* Exercise task *
Update the lines of the listing between the line holding "the saluting hand" and the line holding "[[721, 75]]", inclusive, by changing "photograph" to "image" and leaving everything else the same. Return only those lines.

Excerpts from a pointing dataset
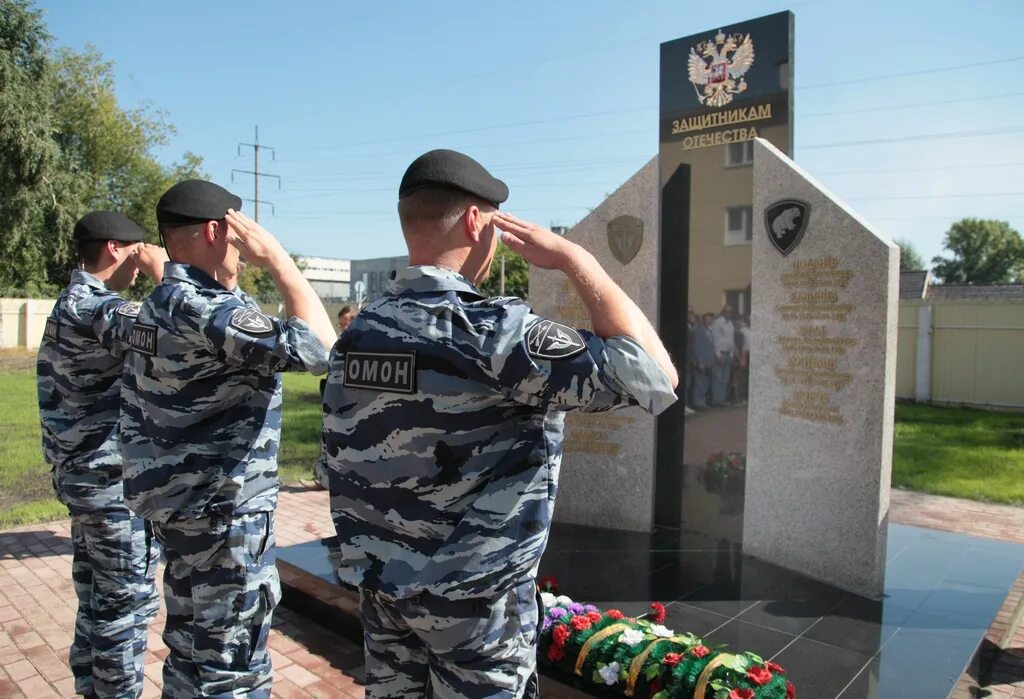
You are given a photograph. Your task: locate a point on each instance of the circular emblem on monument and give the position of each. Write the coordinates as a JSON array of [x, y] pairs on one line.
[[719, 66], [785, 222], [625, 237]]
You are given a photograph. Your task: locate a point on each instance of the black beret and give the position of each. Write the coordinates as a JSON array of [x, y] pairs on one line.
[[195, 201], [452, 170], [108, 225]]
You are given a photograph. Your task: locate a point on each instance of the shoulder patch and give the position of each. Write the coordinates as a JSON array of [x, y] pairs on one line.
[[143, 339], [251, 321], [550, 340], [129, 309], [52, 330], [391, 372]]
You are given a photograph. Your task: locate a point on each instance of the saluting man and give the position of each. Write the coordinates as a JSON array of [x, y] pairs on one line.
[[443, 416], [200, 428], [79, 384]]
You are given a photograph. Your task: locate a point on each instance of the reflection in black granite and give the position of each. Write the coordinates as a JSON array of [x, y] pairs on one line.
[[942, 592]]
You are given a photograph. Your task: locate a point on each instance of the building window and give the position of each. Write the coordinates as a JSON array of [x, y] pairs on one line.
[[738, 154], [738, 229]]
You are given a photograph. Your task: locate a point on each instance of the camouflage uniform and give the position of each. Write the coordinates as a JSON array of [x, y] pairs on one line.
[[200, 428], [443, 419], [115, 558]]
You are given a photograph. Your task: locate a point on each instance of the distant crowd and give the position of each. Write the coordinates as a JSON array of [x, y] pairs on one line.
[[718, 368]]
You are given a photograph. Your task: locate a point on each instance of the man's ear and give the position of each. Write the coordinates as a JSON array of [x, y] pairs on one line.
[[473, 224]]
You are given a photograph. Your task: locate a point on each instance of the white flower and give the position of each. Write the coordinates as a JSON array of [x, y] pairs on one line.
[[609, 673], [631, 637], [662, 631]]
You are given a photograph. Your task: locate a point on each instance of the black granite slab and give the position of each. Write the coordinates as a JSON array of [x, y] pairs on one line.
[[942, 592]]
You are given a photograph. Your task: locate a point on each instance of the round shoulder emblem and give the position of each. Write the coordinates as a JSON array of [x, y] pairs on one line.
[[549, 340], [130, 309], [251, 321]]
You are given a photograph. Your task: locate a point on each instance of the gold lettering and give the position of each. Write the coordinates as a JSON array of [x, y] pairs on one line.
[[726, 118]]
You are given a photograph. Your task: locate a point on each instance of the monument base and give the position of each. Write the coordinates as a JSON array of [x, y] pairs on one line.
[[942, 592]]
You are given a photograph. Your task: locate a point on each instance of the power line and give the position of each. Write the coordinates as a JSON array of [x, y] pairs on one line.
[[910, 74], [980, 166], [981, 194], [256, 174], [896, 107], [918, 137]]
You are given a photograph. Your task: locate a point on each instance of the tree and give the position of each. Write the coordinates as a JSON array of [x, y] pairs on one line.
[[29, 156], [909, 260], [67, 147], [516, 274], [983, 252]]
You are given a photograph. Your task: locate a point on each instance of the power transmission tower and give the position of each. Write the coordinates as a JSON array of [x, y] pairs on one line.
[[256, 174]]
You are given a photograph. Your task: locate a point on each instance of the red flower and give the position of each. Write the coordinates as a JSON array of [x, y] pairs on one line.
[[580, 623], [759, 675]]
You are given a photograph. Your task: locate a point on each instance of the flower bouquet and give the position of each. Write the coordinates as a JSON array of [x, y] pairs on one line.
[[724, 472], [639, 657]]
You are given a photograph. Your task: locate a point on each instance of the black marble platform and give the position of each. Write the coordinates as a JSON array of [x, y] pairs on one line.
[[942, 592]]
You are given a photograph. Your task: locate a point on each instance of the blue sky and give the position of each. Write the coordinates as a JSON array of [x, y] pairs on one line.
[[560, 100]]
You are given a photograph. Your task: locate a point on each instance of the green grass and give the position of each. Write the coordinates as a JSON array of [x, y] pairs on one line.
[[26, 494], [962, 452]]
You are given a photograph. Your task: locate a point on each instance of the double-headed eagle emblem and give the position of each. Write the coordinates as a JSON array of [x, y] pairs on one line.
[[722, 76]]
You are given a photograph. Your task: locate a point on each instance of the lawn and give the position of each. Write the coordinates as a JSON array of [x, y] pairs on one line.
[[963, 452], [26, 495]]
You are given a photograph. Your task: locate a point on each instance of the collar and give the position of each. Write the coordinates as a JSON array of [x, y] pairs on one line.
[[181, 271], [88, 278], [429, 278]]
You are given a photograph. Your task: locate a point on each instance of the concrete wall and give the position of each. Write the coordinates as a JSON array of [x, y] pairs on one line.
[[22, 321]]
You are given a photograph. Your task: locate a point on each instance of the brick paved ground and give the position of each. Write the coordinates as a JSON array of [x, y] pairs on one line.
[[37, 607]]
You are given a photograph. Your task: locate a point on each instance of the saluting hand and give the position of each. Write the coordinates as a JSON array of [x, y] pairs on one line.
[[151, 260], [538, 246], [253, 241]]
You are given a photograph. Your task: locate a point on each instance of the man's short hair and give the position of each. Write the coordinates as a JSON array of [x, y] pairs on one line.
[[91, 252], [435, 208], [187, 228]]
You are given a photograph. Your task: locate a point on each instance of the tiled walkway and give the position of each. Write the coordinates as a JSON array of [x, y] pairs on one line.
[[37, 606]]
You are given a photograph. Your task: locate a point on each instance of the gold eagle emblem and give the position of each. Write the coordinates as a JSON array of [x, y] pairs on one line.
[[721, 75]]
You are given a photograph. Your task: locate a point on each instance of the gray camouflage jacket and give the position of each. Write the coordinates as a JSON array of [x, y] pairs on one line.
[[79, 385], [201, 399], [443, 420]]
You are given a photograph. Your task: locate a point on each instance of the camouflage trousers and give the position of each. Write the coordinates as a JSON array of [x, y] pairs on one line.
[[220, 587], [114, 569], [429, 646]]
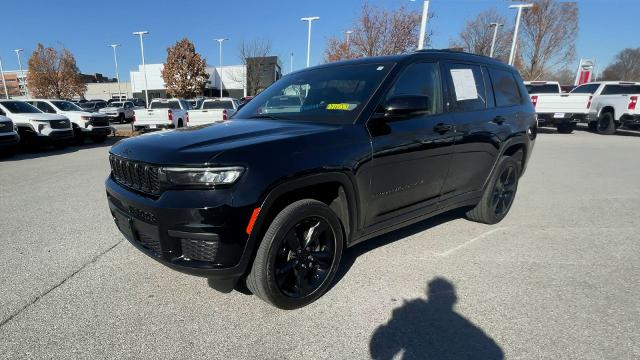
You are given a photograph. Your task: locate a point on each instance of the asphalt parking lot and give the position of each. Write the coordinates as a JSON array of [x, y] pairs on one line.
[[558, 278]]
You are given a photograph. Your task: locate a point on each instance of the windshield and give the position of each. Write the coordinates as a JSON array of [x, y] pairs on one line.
[[335, 94], [66, 106], [586, 89], [543, 89], [20, 107], [217, 105]]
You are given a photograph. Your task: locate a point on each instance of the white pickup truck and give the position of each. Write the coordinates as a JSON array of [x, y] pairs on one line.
[[9, 137], [212, 110], [120, 111], [85, 124], [612, 104], [36, 127], [162, 114], [554, 108]]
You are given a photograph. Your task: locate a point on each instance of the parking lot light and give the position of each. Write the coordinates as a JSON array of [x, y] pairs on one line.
[[115, 58], [309, 19], [495, 35], [24, 79], [515, 30], [4, 82], [144, 68], [220, 41]]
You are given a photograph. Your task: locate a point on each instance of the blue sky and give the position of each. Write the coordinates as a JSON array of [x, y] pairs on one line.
[[87, 27]]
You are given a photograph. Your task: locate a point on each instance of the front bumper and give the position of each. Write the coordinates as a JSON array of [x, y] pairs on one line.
[[547, 119], [197, 232], [9, 140]]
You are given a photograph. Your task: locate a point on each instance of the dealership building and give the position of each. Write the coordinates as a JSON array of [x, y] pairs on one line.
[[232, 79]]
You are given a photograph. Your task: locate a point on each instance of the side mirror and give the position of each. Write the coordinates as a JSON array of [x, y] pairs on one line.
[[407, 105]]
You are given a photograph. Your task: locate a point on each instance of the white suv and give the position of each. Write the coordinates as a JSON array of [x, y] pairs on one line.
[[85, 124], [36, 127]]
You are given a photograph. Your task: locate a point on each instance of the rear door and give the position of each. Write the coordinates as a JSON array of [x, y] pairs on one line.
[[411, 155], [486, 102]]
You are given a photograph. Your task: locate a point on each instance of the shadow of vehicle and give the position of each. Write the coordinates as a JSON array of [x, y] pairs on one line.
[[43, 151], [431, 329], [349, 256]]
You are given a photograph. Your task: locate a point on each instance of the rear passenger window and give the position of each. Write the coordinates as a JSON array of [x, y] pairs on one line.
[[421, 79], [466, 86], [505, 88]]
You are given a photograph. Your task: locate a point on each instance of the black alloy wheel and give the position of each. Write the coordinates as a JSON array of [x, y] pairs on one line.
[[504, 191], [298, 256], [305, 257]]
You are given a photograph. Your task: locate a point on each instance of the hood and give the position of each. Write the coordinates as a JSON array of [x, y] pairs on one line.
[[82, 113], [41, 116], [110, 108], [200, 145]]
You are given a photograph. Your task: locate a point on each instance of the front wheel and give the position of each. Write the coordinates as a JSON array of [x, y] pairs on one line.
[[606, 124], [299, 255], [566, 128], [498, 197]]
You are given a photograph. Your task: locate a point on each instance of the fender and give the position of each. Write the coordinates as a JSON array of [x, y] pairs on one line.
[[281, 188]]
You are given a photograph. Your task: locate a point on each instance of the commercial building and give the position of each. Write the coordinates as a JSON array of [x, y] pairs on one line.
[[234, 79]]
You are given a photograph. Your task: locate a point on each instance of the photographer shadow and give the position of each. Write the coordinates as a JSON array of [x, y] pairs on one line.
[[431, 329]]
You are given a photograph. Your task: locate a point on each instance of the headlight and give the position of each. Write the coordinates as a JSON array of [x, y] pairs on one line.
[[177, 176]]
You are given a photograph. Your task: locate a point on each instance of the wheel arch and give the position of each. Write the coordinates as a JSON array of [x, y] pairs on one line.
[[334, 189]]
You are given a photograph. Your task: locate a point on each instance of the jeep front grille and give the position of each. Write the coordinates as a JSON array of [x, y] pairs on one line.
[[135, 175]]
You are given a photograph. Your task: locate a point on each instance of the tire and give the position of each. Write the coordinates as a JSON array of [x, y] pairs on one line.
[[606, 125], [280, 274], [501, 190], [566, 128], [99, 139]]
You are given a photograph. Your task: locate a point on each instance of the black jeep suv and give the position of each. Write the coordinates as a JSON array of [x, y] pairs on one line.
[[271, 198]]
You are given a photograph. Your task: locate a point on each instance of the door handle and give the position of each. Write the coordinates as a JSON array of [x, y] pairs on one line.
[[442, 128], [499, 120]]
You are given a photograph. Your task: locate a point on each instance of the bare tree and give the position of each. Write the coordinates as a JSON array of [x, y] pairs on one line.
[[378, 32], [184, 72], [625, 66], [550, 29], [477, 35], [253, 56], [54, 74]]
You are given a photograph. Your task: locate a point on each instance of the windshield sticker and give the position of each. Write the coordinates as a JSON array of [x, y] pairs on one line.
[[464, 84], [343, 106]]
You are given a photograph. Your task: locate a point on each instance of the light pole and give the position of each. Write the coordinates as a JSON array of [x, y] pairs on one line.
[[24, 79], [220, 41], [4, 82], [423, 23], [512, 55], [348, 33], [144, 67], [291, 63], [115, 58], [309, 20], [495, 34]]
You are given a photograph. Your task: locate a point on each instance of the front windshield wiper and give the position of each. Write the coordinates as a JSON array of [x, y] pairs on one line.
[[266, 116]]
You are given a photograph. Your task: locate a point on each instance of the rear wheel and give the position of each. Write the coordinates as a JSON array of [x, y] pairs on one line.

* Full solution *
You are given a image. Your task: locate a point on each instance of the saluting hand and give the position of each. Write the coordinates as a JSON array of [x, y] pairs on one line.
[[151, 260], [538, 246], [253, 241]]
You are given a image. Your task: locate a point on each instance of the man's short hair and give the position of each. Write the coordinates as a JSON array of [x, y] pairs on one line.
[[91, 252], [435, 208], [187, 228]]
You are given a image. Your task: locate a point on each instance of the tiled walkway and give the position of each. Write the coordinates as a JSON array of [x, y] pairs on one line.
[[37, 606]]
You are given a image. Your task: locate a point on each instance of the gold eagle emblem and give the position of each. Write the coordinates as a JSON array of [x, y] pairs on one line.
[[721, 75]]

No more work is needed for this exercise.